Records =
============================================================

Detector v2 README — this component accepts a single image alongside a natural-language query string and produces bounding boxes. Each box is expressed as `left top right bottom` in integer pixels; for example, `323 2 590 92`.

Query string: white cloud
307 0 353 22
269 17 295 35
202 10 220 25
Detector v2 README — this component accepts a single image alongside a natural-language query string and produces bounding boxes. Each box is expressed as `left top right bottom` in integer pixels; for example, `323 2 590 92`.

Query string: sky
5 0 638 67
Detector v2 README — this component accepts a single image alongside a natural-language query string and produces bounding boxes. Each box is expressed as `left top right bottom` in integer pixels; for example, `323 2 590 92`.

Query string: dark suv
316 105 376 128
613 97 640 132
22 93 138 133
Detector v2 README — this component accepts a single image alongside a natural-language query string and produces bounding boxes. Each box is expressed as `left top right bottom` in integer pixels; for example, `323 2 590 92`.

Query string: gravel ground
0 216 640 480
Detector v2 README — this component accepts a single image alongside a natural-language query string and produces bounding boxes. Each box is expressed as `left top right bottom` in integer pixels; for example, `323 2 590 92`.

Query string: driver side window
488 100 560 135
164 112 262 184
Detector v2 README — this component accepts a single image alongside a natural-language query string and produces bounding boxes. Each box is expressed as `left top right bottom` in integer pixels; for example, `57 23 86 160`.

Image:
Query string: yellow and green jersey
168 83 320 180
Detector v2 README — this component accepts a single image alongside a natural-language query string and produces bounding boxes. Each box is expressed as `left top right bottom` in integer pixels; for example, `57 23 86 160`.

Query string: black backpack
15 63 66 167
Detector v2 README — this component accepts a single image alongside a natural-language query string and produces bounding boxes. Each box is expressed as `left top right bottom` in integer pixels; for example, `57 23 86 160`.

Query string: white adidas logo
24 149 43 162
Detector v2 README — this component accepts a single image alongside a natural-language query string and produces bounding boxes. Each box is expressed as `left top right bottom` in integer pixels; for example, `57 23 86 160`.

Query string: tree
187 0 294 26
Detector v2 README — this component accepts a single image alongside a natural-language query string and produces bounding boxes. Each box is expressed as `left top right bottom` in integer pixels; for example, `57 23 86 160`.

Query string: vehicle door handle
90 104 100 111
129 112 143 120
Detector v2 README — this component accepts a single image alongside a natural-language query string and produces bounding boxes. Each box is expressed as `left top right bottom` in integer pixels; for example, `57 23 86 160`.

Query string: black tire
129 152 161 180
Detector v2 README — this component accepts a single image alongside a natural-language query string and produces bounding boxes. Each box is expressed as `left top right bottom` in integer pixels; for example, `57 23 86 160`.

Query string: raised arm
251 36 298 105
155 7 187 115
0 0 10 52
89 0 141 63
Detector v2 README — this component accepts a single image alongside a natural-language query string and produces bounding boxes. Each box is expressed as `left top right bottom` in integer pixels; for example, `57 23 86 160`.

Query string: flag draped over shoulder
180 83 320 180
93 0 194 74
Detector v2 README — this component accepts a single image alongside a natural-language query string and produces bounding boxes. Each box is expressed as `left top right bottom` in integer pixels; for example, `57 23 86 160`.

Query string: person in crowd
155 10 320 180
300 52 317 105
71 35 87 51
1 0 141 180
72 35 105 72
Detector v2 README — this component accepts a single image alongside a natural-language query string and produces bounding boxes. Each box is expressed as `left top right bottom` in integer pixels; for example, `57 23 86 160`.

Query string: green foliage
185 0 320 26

============================================================

Problem to solve = Rewrite every line of the entries above as a JSON list of strings, one string per line, leaving out the blank lines.

Exercise answer =
[
  "Detector v2 README — this component accepts a single image alongside a natural-language query string and produces bounding boxes. Each box is expressed as `left top right bottom` in integer pixels; for example, `323 2 590 92`.",
  "Query string: white cloud",
  "307 0 353 22",
  "269 17 295 35",
  "202 10 220 25",
  "Detector v2 README — this component accepts a single image alongside a natural-language query string and produces bounding boxes. Each box is expressed as `left top right bottom` in integer pixels; for example, `323 2 590 92`.",
  "Query string: sky",
  "5 0 638 67",
  "Detector v2 README — this component accepts a single image alongside a natural-language query string and produces bounding boxes. Each box is expressed as `left top right bottom` in integer pixels; for example, `323 2 590 92`.",
  "Query string: dark suv",
  "316 105 376 128",
  "613 97 640 132",
  "22 93 138 133",
  "Detector v2 README — this component accepts a single image alongside a natural-language query string and produces bounding boxes. Each box is expressed as `left top right bottom` in integer pixels; for example, `323 2 590 92`.",
  "Query string: gravel ground",
  "0 216 640 480",
  "Detector v2 README — this component accepts a single image alongside a natural-language query string and produces bounding boxes. Each box is expressed as `left top right bottom` in integer pixels; for example, `323 2 590 92`.",
  "Query string: driver side window",
  "488 100 560 135",
  "164 112 262 184",
  "Detector v2 README — this component accepts a single image alongside a natural-language query string and produces bounding boxes. Each box is expressed as `left top right bottom` in integer pixels; for example, `57 23 86 160`.",
  "Image:",
  "Query string: yellow and green jersey",
  "168 83 320 180",
  "Detector v2 README — this component accepts a single image alongside a natural-language query string and produces bounding boxes. Each box is expressed as `left top right bottom` in integer pixels; for example, `57 23 86 160`.",
  "Query string: black backpack",
  "15 63 66 167",
  "Detector v2 README — this component accepts a single image alongside a natural-language query string and produces bounding boxes. Each box is expressed as `left top right bottom` in integer pixels; for example, `57 23 86 160`.",
  "Query string: white adidas logo",
  "24 149 43 162",
  "Detector v2 README — this component accepts a single image alongside a natural-language query string and produces bounding boxes. Each box is expressed as `left top right bottom` in integer pixels; for example, `57 23 86 160`.",
  "Query string: tree",
  "187 0 294 26",
  "Detector v2 README — this component accepts a single image alongside a natural-language query string and produces bounding boxes. Each box is expressed as `left top right bottom` in integer pixels; for example, `57 23 86 160`.",
  "Query string: vehicle door handle",
  "90 104 100 111",
  "129 112 143 120",
  "Detector v2 README — this component accepts a single image alongside a natural-language query string and produces bounding boxes. Each box is expressed as `left top right bottom` in integer pixels; for example, `57 23 86 160`.",
  "Query string: black tire",
  "129 152 161 180",
  "Detector v2 README — this component accepts a single image alongside a natural-language query string and produces bounding boxes. Each box is expressed as `left top right bottom` in integer pixels; for example, `57 23 86 160`.",
  "Query string: raised arm",
  "251 36 298 105",
  "155 7 187 115",
  "0 0 10 52",
  "89 0 141 63",
  "Detector v2 README — this component accepts a single image alongside a natural-language query string and produces bounding boxes. Each box is expressed as `left top right bottom` in integer pixels; for example, `57 23 86 160`.",
  "Query string: flag draped over shoulder",
  "180 83 320 180",
  "93 0 194 74",
  "Detector v2 README — this component accepts a single image alongside a natural-language query string and produces bounding boxes. Each box is expressed as `left top right bottom` in integer pixels; for example, `57 23 86 160`.",
  "Query string: person in crowd",
  "155 10 320 180",
  "300 52 317 105",
  "71 35 87 51",
  "1 0 141 180",
  "72 35 105 72",
  "Detector v2 README — this component accepts a single image alongside a natural-language query string and produces bounding boxes. Each box is expressed as `left top right bottom` in integer pixels; for example, `57 23 86 160`.",
  "Query string: green foliage",
  "185 0 320 26"
]